#### EXERCISE INSTRUCTIONS
Write out the following data verbatim, leaving the pictures out of your answer.

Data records
================

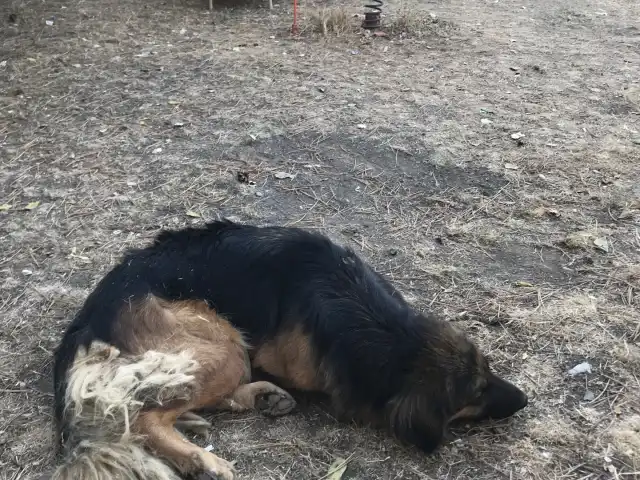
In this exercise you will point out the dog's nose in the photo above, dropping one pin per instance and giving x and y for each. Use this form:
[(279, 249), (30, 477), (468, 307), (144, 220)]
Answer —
[(524, 400)]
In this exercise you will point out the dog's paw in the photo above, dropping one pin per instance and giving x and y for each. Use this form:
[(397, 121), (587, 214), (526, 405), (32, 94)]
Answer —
[(275, 404)]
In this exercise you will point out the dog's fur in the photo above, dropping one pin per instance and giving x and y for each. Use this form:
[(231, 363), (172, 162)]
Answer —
[(317, 317)]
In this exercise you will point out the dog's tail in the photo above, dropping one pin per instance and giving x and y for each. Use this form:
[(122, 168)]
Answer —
[(103, 393)]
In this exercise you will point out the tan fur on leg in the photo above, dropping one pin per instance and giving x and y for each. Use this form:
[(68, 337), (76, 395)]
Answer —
[(162, 438), (191, 422)]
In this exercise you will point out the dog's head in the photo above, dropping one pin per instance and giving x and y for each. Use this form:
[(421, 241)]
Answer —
[(451, 380)]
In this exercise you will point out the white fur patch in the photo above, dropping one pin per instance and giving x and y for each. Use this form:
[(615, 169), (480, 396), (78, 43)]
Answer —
[(111, 461)]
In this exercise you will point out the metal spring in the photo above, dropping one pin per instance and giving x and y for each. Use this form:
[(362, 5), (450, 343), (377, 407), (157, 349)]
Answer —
[(372, 18)]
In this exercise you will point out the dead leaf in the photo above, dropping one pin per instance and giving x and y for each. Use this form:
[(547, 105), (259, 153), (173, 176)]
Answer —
[(337, 469), (601, 243), (578, 240), (283, 175), (546, 212)]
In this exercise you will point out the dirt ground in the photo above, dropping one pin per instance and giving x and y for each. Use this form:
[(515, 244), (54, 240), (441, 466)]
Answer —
[(484, 155)]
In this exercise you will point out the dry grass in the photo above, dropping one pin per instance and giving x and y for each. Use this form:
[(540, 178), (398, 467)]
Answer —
[(124, 117), (329, 21)]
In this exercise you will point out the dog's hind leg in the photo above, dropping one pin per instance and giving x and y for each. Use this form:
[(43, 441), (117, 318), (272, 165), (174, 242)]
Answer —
[(161, 437), (218, 352), (192, 422), (264, 397)]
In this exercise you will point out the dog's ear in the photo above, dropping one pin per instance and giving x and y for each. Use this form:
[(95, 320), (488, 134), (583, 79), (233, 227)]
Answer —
[(418, 419)]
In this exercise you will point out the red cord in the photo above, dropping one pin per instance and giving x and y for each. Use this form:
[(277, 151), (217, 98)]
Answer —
[(294, 27)]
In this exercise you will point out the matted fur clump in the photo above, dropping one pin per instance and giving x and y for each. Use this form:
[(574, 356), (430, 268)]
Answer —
[(107, 387), (113, 461), (106, 391)]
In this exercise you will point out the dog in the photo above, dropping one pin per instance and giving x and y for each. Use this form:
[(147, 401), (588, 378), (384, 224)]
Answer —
[(176, 326)]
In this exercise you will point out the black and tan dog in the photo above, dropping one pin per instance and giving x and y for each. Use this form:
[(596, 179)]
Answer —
[(164, 333)]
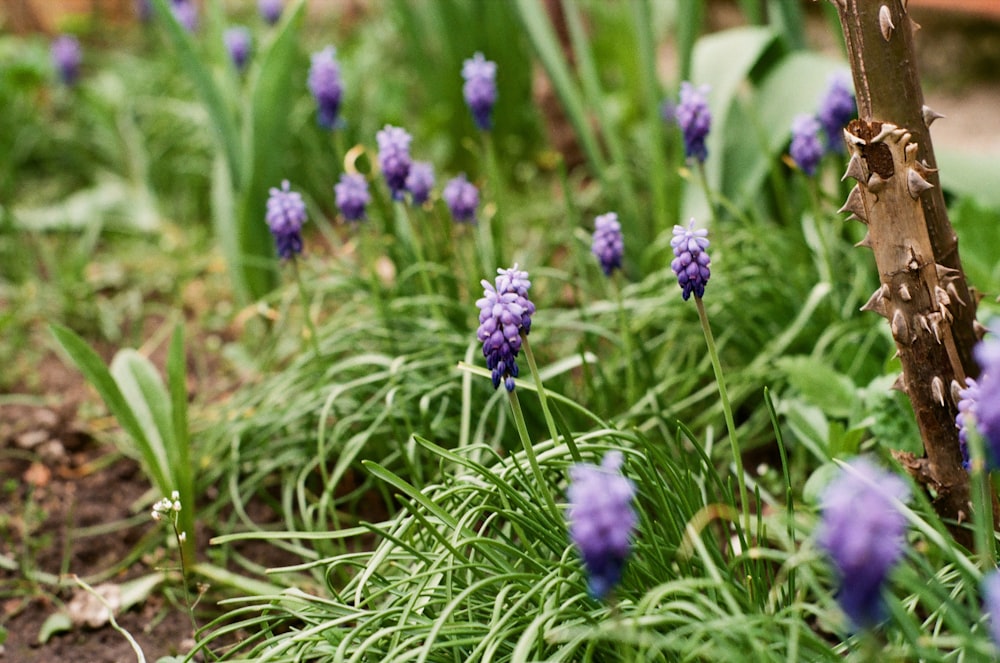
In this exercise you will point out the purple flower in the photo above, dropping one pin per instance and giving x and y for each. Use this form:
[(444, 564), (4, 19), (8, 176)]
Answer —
[(394, 158), (480, 89), (352, 196), (238, 42), (325, 85), (601, 519), (691, 260), (67, 56), (806, 148), (504, 314), (991, 603), (286, 212), (608, 245), (462, 198), (420, 181), (694, 119), (270, 10), (836, 109), (862, 531)]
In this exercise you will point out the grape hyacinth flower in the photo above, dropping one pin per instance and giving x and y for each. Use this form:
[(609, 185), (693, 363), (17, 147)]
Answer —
[(326, 86), (691, 261), (694, 119), (394, 158), (238, 42), (270, 10), (67, 56), (836, 109), (462, 198), (286, 212), (806, 148), (504, 315), (863, 532), (608, 245), (420, 181), (480, 89), (352, 196), (601, 520)]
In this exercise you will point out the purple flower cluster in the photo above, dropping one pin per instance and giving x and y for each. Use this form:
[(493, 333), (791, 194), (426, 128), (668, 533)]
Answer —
[(67, 56), (504, 315), (863, 532), (694, 119), (480, 89), (326, 86), (270, 10), (691, 260), (601, 520), (806, 148), (462, 198), (836, 109), (238, 42), (394, 158), (352, 196), (286, 212), (420, 181), (608, 245)]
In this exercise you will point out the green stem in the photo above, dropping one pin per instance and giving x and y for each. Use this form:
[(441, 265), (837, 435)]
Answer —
[(543, 399), (304, 294), (727, 410), (529, 451)]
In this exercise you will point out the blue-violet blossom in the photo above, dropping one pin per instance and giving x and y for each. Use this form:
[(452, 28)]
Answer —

================

#### OUTPUT FOR THIS EXERCISE
In this exercise you will point out the dog's nose in the photo above, dropping one pin per instance and giving x and y for each. Use this form:
[(279, 249), (30, 477), (468, 307), (144, 220)]
Answer —
[(524, 400)]
In this exercise you will point out the dog's paw in the photo above, dropping one pin per instance and giving x and y for each. Use this form:
[(397, 121), (587, 214), (526, 405), (32, 94)]
Answer —
[(275, 404)]
In this exercise you will point out the dog's fur in the photo above, dropping one pin per instance and giving x and y for each. Use this form:
[(231, 363), (172, 162)]
Answer —
[(317, 317)]
In this exercise you will point out the dog's tail in the photo above, dropping one pin per instance and giving x and y for each. Use this form:
[(122, 168)]
Answer —
[(103, 393)]
In this exercise you will point out the tan fur on leg in the photo above, dropping one pin per instance and giving x and y for each. Use this form:
[(68, 337), (76, 395)]
Answer —
[(162, 438), (191, 422)]
In this exercise you will point out the dog's head in the photo above, dropping one pin per instance and giving x and y for each. Use this form:
[(421, 241)]
Answer —
[(451, 380)]
In this exercise you will point out the white fur patch in the photo above, dropping one pin per instance and giving x and y for each. Use this form:
[(615, 169), (480, 396), (78, 43)]
Answer —
[(111, 461)]
In this exercise you will point out the metal spring in the photo above, dropping one pin per instance and giving x and y for each. Use this form:
[(362, 5), (450, 343), (377, 407), (157, 349)]
Answer —
[(372, 18)]
In this exercise you will point out the dead leaf in the photo above, dropping one pin per instance and giving x and y for each. Use this form:
[(547, 105), (259, 153), (173, 176)]
Answer —
[(337, 469), (601, 243), (578, 240), (283, 175), (546, 212)]
In this exercise you will point out the dirt ground in the photo above, dropping one pin per instance and giving x and y for each. Use this form:
[(515, 244), (54, 240), (441, 466)]
Answer —
[(484, 155)]
In this exercise you will point out the dry grass in the photo above, dropping one pin per instance and giving x and y for each. Use this form:
[(540, 178), (398, 467)]
Answer —
[(124, 117), (329, 21)]
In this exercise you will point out the dog's hind leg in the photo above, dropping one pin per instance and giving x and y for each. Use this form:
[(43, 441), (117, 318), (272, 165), (174, 242)]
Answer —
[(161, 437), (218, 352), (192, 422), (264, 397)]
In this exercise you will point out the dog's ear in the photo above, dropping one pin per instance and giving x and y for each. Use this form:
[(95, 320), (488, 134), (583, 79), (233, 227)]
Answer —
[(418, 419)]
In this exercise you will point out the red cord in the photo above, dropping one pin per instance and giving x and y for each. Use this form:
[(277, 151), (217, 98)]
Answer —
[(294, 27)]
In this exercise you will point out the matted fur clump in the photo above, dropping one pin per instance and giving x and y for each. Use this form:
[(574, 356), (430, 268)]
Answer —
[(107, 387), (113, 461), (106, 391)]
In this exercise you will point out the dog in the photo above, dropping one pin per instance and giving x and y for each. Use this form:
[(147, 401), (588, 378), (384, 224)]
Answer —
[(176, 326)]
In this exercise you will point out the black and tan dog in the photo above, dropping one pin per instance and giving x and y for each. Use this form:
[(596, 179)]
Answer —
[(164, 333)]
In this exercise you will point out the purple flower in the photo above, dropping one pin per instance and giving x and y for each. Use this form:
[(444, 564), (4, 19), (8, 176)]
Answer —
[(394, 158), (480, 89), (352, 196), (238, 42), (325, 85), (601, 519), (691, 260), (67, 56), (806, 148), (504, 314), (991, 603), (286, 212), (608, 245), (462, 198), (420, 181), (694, 119), (270, 10), (836, 109), (862, 531)]
In this exercise you will point out the grape hyacinth flower in the photo above, dropping one pin per instance and giving x and y for each. Use this form:
[(609, 185), (693, 363), (17, 147)]
Answer —
[(326, 86), (691, 261), (694, 119), (394, 158), (238, 42), (270, 10), (67, 56), (836, 109), (462, 198), (286, 212), (806, 148), (504, 315), (863, 532), (608, 245), (420, 181), (480, 89), (352, 196), (601, 520)]
In this exercise you will point out the purple flower cluster in the photo above, dropping one pin per instance and giving x and y for each. Use this form:
[(493, 333), (791, 194), (426, 128), (668, 533)]
Answer —
[(67, 56), (504, 315), (863, 532), (694, 119), (480, 89), (326, 86), (270, 10), (691, 260), (601, 520), (806, 148), (462, 198), (836, 109), (238, 42), (394, 158), (352, 196), (286, 212), (420, 181), (608, 245)]
In this exercise you will point out the green stem in the photo above, dropping one pin per instance and giving x and y for each. Use this form:
[(441, 265), (837, 435)]
Answer —
[(543, 399), (304, 294), (727, 410), (529, 451)]
In this exercise you will point out the blue-violet blossom in the photo above, dropping one pin per instance and giving x and y for each. Use this form:
[(452, 28)]
Answer —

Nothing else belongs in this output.